*Vorliegender Textauszug*
##########

Die Erfahrung zeigt, dass dann bisweilen wichtige Dokumente fehlen, die Gewissheit über Sicherheitsstandards und technische Spezifikationen geben. Dieses Risiko verstärkt sich durch den mittlerweile üblichen weltweiten Einkauf der Bauteile. Fehlen diese Unterlagen, kann das weitreichende praktische und juristische Folgen haben, etwa Bauverzögerungen, Zusatzkosten, Sicherheitsmängel und erhöhte Haftungsrisiken.
Analyse mit System
Prozesskritische Fragen zu Zuständigkeiten, Planungsdetails und zur gesetzeskonformen Inbetriebnahme von Geothermieanlagen kommen aufgrund der Komplexität regelmäßig vor. Doch wie kann der Projektablauf möglichst reibungslos und wirtschaftlich geplant werden? Welche konkreten Risiken birgt das Projekt? Wie können sie identifiziert werden beziehungsweise wie wird rechtzeitig, effektiv und flexibel gegengesteuert?
Eine bewährte Form der strukturierten und frühzeitigen Risikobewertung ist die Hazop-Analyse (siehe Infokasten). Insbesondere bei komplexen Projekten wie dem Kraftwerksbau bietet sich dieses mehrstufige Verfahren an. Die Grundidee: Durch systematisierte fachliche Diskussionen identifizieren Experten konkrete Gefahrenpotenziale, prüfen bereits vorhandene abwehrende Maßnahmen und entwickeln entsprechende Strategien. Dies bezieht sich sowohl auf die technischen und organisatorischen Risiken als auch auf mögliche Fehlbedienungen und äußere Störeinflüsse bis hin zu Sabotage-Szenarien. Auch die Bedienbarkeit der Anlage wird stets untersucht.

##########

*Auszüge aus Datensatz*
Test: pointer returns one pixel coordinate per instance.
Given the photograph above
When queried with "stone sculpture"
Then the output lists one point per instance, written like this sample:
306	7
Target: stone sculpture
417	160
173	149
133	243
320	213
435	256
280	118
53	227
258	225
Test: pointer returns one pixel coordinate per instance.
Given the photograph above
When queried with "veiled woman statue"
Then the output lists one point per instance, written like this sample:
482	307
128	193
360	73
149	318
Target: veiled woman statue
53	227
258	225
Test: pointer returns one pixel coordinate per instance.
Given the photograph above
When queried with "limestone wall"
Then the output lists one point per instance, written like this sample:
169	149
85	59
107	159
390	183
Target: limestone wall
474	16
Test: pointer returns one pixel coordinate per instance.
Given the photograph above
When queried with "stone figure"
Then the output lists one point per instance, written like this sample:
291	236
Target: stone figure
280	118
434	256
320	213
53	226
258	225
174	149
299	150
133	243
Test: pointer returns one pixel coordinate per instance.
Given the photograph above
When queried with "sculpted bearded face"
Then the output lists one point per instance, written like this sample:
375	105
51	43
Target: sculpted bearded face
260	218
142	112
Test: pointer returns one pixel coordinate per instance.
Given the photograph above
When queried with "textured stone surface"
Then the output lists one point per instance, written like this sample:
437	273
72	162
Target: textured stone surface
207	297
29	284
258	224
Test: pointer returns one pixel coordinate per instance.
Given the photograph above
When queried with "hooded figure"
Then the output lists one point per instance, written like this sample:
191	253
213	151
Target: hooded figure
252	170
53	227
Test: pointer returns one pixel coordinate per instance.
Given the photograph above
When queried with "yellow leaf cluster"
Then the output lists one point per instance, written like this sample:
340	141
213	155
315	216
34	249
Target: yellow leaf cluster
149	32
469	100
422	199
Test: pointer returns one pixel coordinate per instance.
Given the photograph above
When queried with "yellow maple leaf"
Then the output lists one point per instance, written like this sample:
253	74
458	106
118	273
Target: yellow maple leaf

##########

*Gestellte Aufgabe 1*
Suche aus der Auflistung jede Zeile heraus, in der die Zeichenfolge „surface“ vorkommt, und gib diese Zeilen unverändert wieder.
*Gestellte Aufgabe 2*
Schreibe den Text über die Risikobewertung bei Geothermieprojekten im Anschluss an seinen letzten Satz weiter.

*Antwort 1*
When queried with "textured stone surface"
Target: textured stone surface

*Antwort 2*
Beteiligt an einer Hazop-Analyse sind interne und externe Spezialisten wie Verfahrens- und Sicherheitsingenieure, Konstrukteure und Techniker aus den Bereichen Anlagenplanung, MSR-Technik, Betrieb, Anlagenbau, Überwachung und Instandhaltung. Die wesentlichen Grundlagen der Diskussion ergeben sich sowohl aus den konkreten Gegebenheiten als auch aus den gesetzlichen Vorschriften.
Der Ablauf der Hazop-Analyse folgt einer definierten Systematik. Die Diskussionen werden durch einen erfahrenen unabhängigen Experten moderiert, die Teilnehmer durchleuchten verschiedene Szenarien und bewerten, an welchen Stellen kritische Störungen auftreten können. Sie schätzen die Auswirkungen ab, prüfen, ob die vorhandenen Absicherungen ausreichen und entwickeln Modelle für geeignete Gegenmaßnahmen. Solche Analysen basieren also auf der Erfahrung und dem technischen Wissen der Beteiligten. Am Ende der Sicherheitsbetrachtung steht eine für alle nachvollziehbare Dokumentation der Ergebnisse – die darüber hinaus auch eine solide Grundlage für Verträge, Verhandlungen mit Versicherungen und für die Formulierung präziser Lieferspezifikationen im Lastenheft bilden kann.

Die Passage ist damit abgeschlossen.